WORK REQUIRED: In the copy you make of the entries, no picture should appear, and every word must match.

(DATASET EXTRACT begins)

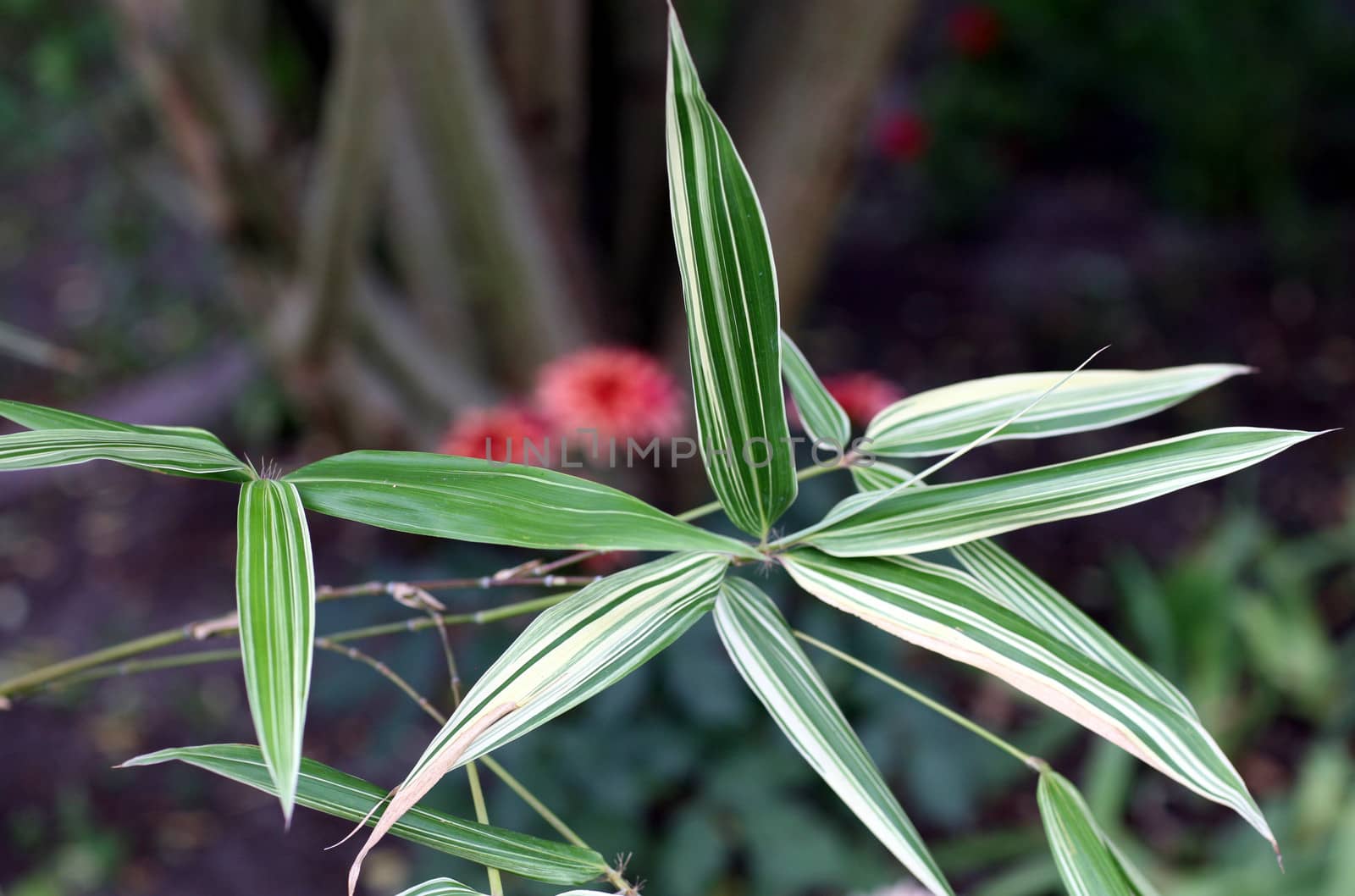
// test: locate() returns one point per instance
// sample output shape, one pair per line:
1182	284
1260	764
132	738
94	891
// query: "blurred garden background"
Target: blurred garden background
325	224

(DATASET EXTRACT ends)

TASK RESULT:
// test: locate() returns one point per instance
// sample output shape, one pair per line:
1182	284
1260	764
132	738
94	891
// query: "blurred garden background"
Target: blurred garden background
325	224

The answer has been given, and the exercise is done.